## Saved data entries
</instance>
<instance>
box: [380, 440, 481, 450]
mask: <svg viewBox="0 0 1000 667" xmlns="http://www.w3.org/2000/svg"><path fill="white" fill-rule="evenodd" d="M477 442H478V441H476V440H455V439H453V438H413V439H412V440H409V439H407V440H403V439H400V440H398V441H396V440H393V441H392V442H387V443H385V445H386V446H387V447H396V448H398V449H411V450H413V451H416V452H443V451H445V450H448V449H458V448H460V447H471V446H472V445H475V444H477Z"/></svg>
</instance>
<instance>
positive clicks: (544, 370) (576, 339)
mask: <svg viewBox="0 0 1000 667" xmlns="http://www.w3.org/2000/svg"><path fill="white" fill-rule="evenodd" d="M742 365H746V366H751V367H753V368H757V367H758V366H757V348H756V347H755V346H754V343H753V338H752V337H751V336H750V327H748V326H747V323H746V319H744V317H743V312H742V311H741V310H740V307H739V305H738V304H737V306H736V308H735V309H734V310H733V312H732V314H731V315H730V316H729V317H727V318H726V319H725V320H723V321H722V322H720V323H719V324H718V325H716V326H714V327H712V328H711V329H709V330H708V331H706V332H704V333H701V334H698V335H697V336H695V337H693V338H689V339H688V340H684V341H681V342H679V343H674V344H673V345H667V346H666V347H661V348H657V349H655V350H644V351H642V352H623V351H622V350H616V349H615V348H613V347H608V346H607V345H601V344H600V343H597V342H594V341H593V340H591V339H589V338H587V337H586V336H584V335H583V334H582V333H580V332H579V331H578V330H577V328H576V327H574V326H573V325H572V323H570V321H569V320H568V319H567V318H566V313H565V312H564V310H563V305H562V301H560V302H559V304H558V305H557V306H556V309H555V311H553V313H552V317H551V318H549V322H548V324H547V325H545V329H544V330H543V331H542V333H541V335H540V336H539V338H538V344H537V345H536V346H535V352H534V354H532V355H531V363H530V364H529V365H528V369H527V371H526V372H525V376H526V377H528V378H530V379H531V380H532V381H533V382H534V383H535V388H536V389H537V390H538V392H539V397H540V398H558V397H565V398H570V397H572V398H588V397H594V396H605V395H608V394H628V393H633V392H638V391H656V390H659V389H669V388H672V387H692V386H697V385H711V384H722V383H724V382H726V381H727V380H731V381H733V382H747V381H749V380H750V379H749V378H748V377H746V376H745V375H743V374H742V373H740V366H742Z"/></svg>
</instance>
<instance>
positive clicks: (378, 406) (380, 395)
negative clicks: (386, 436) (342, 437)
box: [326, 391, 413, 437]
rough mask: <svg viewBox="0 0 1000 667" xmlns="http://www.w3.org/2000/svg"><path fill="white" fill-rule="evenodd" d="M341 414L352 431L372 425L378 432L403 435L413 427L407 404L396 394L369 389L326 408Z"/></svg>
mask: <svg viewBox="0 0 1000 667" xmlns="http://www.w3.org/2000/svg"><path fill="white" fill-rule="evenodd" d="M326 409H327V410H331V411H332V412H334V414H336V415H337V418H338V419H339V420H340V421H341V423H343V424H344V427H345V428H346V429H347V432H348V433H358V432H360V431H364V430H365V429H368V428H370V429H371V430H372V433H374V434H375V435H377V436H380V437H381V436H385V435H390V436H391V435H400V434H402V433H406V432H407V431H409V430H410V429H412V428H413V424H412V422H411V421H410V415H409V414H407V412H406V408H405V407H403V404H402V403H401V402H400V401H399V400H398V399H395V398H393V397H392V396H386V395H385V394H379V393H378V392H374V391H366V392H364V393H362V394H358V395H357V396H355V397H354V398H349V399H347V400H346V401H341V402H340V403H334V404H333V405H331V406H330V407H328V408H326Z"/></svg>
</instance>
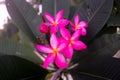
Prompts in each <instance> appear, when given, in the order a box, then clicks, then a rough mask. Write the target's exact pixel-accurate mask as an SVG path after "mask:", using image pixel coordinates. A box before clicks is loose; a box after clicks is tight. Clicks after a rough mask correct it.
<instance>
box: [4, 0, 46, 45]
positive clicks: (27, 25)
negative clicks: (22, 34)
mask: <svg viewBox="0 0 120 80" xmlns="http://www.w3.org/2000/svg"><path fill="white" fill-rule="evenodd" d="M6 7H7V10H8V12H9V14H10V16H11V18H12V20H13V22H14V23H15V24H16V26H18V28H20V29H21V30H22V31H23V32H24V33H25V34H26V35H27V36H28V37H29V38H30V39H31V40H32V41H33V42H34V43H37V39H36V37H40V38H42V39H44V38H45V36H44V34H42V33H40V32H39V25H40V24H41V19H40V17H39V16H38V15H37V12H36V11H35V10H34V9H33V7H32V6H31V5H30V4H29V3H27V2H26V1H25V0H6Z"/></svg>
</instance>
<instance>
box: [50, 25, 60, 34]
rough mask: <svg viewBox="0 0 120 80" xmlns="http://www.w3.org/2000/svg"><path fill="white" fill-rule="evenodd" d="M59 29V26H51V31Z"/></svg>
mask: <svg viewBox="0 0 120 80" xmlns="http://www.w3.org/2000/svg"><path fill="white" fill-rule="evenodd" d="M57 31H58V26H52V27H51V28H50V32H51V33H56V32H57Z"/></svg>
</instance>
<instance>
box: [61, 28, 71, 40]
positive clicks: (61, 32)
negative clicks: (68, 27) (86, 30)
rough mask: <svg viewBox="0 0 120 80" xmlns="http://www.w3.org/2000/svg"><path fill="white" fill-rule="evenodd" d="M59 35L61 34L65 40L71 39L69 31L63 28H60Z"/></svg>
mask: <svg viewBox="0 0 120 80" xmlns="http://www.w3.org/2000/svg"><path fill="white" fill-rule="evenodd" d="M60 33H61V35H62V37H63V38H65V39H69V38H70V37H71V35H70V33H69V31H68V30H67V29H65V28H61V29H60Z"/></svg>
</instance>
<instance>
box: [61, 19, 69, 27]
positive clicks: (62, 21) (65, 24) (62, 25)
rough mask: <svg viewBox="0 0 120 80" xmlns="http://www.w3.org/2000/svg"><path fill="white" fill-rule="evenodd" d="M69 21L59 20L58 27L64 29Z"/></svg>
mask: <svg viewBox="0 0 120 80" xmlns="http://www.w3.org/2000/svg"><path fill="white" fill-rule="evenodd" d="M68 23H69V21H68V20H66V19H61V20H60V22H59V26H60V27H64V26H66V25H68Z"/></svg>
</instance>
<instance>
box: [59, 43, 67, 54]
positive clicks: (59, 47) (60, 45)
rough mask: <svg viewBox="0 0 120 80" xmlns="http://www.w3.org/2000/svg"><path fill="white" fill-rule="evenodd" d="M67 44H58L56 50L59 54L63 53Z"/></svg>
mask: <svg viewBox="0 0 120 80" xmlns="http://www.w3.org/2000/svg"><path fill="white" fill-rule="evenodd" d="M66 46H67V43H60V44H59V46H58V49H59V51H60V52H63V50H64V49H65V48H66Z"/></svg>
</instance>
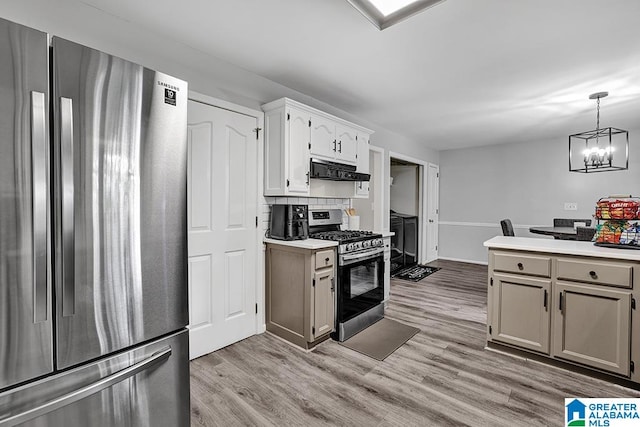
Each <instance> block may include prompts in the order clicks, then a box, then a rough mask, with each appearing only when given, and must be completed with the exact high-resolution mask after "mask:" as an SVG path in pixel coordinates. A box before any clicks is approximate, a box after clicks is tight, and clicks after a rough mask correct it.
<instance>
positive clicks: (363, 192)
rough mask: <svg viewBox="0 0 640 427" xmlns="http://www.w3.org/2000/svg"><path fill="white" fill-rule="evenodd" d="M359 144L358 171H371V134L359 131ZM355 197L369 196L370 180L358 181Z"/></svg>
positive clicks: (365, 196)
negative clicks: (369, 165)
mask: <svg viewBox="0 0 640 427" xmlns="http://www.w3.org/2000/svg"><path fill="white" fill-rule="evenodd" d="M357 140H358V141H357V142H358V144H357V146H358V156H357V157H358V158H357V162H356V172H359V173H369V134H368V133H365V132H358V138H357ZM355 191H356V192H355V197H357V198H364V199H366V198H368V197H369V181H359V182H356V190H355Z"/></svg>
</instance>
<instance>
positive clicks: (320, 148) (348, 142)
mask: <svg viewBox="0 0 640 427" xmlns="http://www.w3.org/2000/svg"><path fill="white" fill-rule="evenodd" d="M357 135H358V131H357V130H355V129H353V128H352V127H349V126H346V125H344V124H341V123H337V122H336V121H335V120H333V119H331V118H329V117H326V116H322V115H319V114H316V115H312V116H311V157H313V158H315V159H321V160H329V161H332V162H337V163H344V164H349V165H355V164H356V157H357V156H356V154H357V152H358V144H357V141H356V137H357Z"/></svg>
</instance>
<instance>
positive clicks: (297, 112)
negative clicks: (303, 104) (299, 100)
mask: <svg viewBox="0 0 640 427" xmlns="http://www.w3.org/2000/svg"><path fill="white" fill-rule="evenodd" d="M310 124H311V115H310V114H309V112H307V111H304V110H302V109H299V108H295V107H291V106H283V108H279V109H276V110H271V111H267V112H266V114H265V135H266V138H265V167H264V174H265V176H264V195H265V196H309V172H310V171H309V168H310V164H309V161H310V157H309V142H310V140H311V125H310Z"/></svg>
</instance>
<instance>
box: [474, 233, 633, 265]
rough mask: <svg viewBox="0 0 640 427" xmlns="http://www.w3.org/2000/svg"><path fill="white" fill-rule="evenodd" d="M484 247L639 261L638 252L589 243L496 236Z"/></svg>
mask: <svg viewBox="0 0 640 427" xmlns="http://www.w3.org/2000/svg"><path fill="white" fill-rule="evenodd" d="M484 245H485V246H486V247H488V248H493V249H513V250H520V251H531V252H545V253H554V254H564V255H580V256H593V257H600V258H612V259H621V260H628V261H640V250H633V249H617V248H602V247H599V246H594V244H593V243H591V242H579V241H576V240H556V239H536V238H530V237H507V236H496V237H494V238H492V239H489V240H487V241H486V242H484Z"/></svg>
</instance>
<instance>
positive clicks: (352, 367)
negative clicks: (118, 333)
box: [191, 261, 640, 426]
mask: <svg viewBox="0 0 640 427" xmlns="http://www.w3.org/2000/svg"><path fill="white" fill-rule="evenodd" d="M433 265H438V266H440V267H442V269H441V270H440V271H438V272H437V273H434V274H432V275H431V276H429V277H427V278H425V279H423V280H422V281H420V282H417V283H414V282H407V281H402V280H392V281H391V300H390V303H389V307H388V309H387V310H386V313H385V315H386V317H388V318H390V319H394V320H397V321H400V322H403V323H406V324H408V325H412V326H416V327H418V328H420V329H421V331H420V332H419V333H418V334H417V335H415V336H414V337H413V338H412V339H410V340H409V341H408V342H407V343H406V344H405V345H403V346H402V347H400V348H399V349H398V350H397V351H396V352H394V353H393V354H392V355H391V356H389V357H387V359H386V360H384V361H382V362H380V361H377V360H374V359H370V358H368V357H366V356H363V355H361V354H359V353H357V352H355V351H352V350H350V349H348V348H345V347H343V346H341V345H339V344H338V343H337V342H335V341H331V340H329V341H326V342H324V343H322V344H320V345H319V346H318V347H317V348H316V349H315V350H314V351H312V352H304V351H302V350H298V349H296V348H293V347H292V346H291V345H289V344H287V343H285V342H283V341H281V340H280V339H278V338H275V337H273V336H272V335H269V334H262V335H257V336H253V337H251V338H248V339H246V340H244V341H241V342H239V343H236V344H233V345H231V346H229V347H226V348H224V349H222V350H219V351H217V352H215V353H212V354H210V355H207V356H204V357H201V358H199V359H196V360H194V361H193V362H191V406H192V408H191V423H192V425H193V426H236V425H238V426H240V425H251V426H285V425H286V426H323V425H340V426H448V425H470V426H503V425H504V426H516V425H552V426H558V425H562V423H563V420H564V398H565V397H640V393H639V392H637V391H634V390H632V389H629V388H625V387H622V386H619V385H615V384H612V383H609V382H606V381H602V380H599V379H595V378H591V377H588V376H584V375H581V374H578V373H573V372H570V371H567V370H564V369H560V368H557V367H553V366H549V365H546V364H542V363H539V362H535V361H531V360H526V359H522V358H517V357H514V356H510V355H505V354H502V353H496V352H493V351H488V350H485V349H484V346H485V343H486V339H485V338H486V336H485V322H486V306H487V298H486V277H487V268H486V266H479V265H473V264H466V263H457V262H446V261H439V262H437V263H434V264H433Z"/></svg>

## Work to be completed
Print exactly the lines above, between the one holding "positive clicks: (320, 148) (348, 142)" and the one holding "box: [474, 233, 633, 265]", inclusive, and nothing besides.

## Expected answer
positive clicks: (320, 148) (348, 142)
mask: <svg viewBox="0 0 640 427" xmlns="http://www.w3.org/2000/svg"><path fill="white" fill-rule="evenodd" d="M357 135H358V131H357V130H355V129H353V128H352V127H349V126H346V125H344V124H341V123H337V122H336V121H335V120H333V119H331V118H329V117H326V116H322V115H319V114H316V115H312V116H311V157H313V158H315V159H321V160H329V161H332V162H337V163H344V164H349V165H355V164H356V157H357V156H356V154H357V152H358V144H357V141H356V137H357Z"/></svg>
</instance>
<instance>
positive clicks: (297, 112)
negative clicks: (303, 104) (299, 100)
mask: <svg viewBox="0 0 640 427" xmlns="http://www.w3.org/2000/svg"><path fill="white" fill-rule="evenodd" d="M310 124H311V115H310V114H309V112H307V111H304V110H302V109H299V108H295V107H291V106H283V108H279V109H276V110H271V111H267V112H266V114H265V135H266V138H265V167H264V174H265V176H264V195H265V196H309V172H310V171H309V168H310V164H309V161H310V157H309V142H310V140H311V125H310Z"/></svg>
</instance>
<instance>
box: [474, 233, 633, 265]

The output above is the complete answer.